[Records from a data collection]
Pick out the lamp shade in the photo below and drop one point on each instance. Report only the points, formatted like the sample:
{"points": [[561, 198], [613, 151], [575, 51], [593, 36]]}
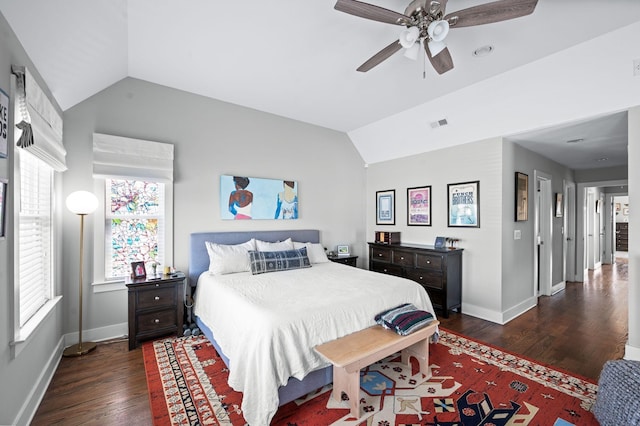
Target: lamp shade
{"points": [[82, 202]]}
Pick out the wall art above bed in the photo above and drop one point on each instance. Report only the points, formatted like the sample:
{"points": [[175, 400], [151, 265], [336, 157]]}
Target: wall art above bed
{"points": [[243, 197]]}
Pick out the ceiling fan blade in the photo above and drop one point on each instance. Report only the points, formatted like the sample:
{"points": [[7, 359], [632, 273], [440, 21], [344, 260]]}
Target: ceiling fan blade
{"points": [[442, 62], [380, 56], [369, 11], [497, 11]]}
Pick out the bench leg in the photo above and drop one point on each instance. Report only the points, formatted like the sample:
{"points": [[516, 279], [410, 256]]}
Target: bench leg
{"points": [[419, 351], [348, 383]]}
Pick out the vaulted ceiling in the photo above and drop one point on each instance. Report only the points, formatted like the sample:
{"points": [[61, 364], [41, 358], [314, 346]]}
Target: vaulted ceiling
{"points": [[293, 58]]}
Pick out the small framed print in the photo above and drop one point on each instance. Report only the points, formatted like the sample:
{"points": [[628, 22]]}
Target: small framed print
{"points": [[463, 204], [343, 250], [138, 270], [386, 207], [419, 206]]}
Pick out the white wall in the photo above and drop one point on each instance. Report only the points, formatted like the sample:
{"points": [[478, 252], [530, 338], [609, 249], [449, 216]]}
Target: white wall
{"points": [[24, 375], [211, 138]]}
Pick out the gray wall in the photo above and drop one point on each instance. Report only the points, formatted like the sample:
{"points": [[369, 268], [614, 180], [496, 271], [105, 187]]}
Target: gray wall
{"points": [[211, 138], [24, 375]]}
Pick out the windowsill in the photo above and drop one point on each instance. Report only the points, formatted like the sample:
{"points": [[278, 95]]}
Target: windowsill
{"points": [[23, 336], [102, 287]]}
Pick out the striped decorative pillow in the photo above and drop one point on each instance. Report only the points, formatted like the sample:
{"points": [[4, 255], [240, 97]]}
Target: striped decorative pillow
{"points": [[404, 319], [273, 261]]}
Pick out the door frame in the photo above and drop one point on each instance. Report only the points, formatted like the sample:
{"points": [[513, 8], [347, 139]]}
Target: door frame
{"points": [[543, 238]]}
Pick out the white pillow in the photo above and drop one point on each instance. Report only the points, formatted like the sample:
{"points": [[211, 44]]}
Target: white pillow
{"points": [[315, 251], [279, 246], [227, 259]]}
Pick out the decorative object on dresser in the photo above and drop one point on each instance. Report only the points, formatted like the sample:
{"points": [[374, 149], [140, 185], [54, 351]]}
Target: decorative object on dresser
{"points": [[81, 203], [344, 259], [386, 207], [522, 197], [419, 206], [622, 236], [463, 206], [155, 307], [439, 271], [387, 237]]}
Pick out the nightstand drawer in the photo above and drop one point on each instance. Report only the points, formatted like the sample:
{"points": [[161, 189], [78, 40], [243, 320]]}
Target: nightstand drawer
{"points": [[156, 297], [426, 278], [403, 258], [381, 254], [157, 320], [428, 261]]}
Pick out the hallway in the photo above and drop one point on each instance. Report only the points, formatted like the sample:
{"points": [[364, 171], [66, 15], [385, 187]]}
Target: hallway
{"points": [[576, 330]]}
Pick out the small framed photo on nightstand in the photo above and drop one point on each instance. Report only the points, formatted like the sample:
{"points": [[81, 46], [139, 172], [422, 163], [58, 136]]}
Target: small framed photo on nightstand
{"points": [[343, 250], [138, 270]]}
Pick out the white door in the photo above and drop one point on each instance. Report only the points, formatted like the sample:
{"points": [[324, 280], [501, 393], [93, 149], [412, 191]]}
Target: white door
{"points": [[569, 231]]}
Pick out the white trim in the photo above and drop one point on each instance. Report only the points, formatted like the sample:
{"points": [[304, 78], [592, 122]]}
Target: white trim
{"points": [[22, 336], [34, 398]]}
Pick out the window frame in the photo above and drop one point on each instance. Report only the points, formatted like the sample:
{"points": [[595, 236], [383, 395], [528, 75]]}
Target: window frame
{"points": [[100, 282]]}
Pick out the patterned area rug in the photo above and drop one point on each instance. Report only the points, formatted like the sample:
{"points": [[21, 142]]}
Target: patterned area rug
{"points": [[472, 384]]}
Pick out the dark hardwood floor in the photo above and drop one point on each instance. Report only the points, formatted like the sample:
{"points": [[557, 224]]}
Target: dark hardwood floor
{"points": [[576, 330]]}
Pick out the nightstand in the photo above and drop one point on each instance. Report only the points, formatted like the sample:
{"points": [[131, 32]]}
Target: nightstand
{"points": [[346, 260], [155, 307]]}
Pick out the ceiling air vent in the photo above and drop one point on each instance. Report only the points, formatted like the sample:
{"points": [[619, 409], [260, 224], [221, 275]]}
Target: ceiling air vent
{"points": [[439, 123]]}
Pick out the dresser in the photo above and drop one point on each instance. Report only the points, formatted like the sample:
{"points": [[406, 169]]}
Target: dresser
{"points": [[156, 307], [439, 271], [622, 236]]}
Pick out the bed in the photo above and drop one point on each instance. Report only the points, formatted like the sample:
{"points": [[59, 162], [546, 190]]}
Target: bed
{"points": [[265, 326]]}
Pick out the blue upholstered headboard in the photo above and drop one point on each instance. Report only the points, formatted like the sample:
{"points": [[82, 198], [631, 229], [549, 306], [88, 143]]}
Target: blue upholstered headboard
{"points": [[199, 258]]}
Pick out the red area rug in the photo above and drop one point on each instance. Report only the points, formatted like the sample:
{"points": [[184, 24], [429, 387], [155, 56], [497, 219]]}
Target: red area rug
{"points": [[472, 384]]}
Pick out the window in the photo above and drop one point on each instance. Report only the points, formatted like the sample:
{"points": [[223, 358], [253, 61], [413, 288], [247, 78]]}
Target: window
{"points": [[134, 225], [133, 180], [35, 235]]}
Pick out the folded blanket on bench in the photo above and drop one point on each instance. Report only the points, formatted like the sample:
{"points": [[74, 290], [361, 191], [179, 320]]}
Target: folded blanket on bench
{"points": [[404, 319]]}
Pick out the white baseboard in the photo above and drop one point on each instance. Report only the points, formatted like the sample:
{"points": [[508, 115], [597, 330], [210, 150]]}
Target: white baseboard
{"points": [[98, 334], [32, 402]]}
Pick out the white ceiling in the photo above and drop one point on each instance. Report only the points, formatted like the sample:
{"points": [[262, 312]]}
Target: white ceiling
{"points": [[292, 58]]}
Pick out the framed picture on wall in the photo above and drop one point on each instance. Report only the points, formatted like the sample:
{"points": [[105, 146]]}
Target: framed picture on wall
{"points": [[419, 206], [463, 204], [386, 207], [522, 202]]}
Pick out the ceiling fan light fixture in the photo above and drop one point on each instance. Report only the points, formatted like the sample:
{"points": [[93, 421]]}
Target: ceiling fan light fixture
{"points": [[436, 47], [438, 30], [409, 36]]}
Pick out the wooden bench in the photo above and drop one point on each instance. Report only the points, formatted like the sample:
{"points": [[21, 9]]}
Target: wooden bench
{"points": [[357, 350]]}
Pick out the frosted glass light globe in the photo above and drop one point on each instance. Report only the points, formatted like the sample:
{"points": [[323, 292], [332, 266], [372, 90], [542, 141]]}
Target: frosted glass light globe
{"points": [[82, 202]]}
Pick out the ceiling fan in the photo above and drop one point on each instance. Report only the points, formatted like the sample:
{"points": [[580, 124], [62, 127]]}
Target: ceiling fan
{"points": [[427, 25]]}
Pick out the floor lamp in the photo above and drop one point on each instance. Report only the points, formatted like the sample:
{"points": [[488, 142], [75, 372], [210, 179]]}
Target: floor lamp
{"points": [[81, 203]]}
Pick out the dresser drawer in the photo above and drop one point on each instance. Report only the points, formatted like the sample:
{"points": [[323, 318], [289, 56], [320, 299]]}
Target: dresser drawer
{"points": [[404, 258], [429, 261], [386, 268], [426, 277], [151, 321], [156, 297], [381, 254]]}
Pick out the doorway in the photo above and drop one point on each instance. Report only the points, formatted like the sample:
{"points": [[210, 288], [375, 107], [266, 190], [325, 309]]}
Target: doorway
{"points": [[543, 241]]}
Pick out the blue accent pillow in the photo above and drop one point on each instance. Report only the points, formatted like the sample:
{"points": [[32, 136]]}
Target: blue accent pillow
{"points": [[273, 261]]}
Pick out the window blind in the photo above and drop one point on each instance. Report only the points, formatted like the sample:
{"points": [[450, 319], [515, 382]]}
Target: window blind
{"points": [[35, 235]]}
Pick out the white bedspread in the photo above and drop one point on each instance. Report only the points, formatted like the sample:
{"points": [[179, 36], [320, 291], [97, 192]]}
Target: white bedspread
{"points": [[268, 324]]}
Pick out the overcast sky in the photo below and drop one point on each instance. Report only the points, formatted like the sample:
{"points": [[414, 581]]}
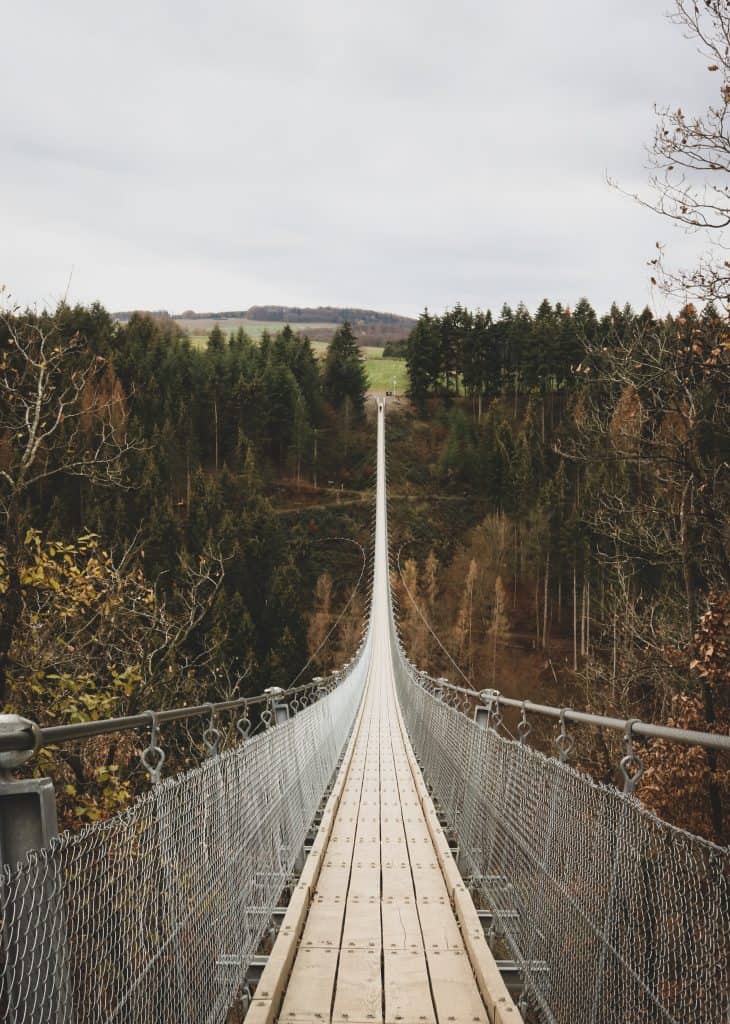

* [WHAT IS NEEDED]: Reproduce the part of the listing that opens with the line containing "Pick out the floor" and runs through the end of the listing, requests included and pictures left out. Raise every point coordinate in the answers by 3, and leave the requests and their format samples unchanged.

* [RESULT FOR THIS TASK]:
Pick out the floor lamp in the photo above and drop one point on each instance. Report only the points, formatted like the sample:
{"points": [[488, 142], [75, 372], [210, 179]]}
Target: floor lamp
{"points": [[84, 206]]}
Pick out the dresser drawer in the photo above and drop one point on each instance. Report only the points, formatted like the sample:
{"points": [[323, 318], [289, 56], [320, 299]]}
Target: dresser drawer
{"points": [[407, 261], [432, 264], [389, 271], [429, 280], [154, 324], [159, 300], [384, 257]]}
Pick out the doorway in the photo above and drop one point on each instance. Report only the points, formatted like the sample:
{"points": [[210, 288], [375, 107], [266, 190], [325, 309]]}
Target: doorway
{"points": [[546, 244]]}
Pick out the blue accent pillow in the photo above and drop one point on each instance. Report only the points, formatted like the sample:
{"points": [[32, 136]]}
Target: blue accent pillow
{"points": [[276, 264]]}
Pick out the window blind in the photo above and drop one point on each instance. Report only the points, formatted like the sample:
{"points": [[450, 319], [515, 382]]}
Target: window blind
{"points": [[38, 238]]}
Pick out the white bedspread in the photo above and drop one point on each instance. Report only the points, formatted like the sample:
{"points": [[179, 36], [320, 291], [97, 192]]}
Target: white bedspread
{"points": [[271, 327]]}
Pick out the overcast sky in the photo below and drop one point on each instance. Report only the points, formatted like the sample:
{"points": [[414, 581]]}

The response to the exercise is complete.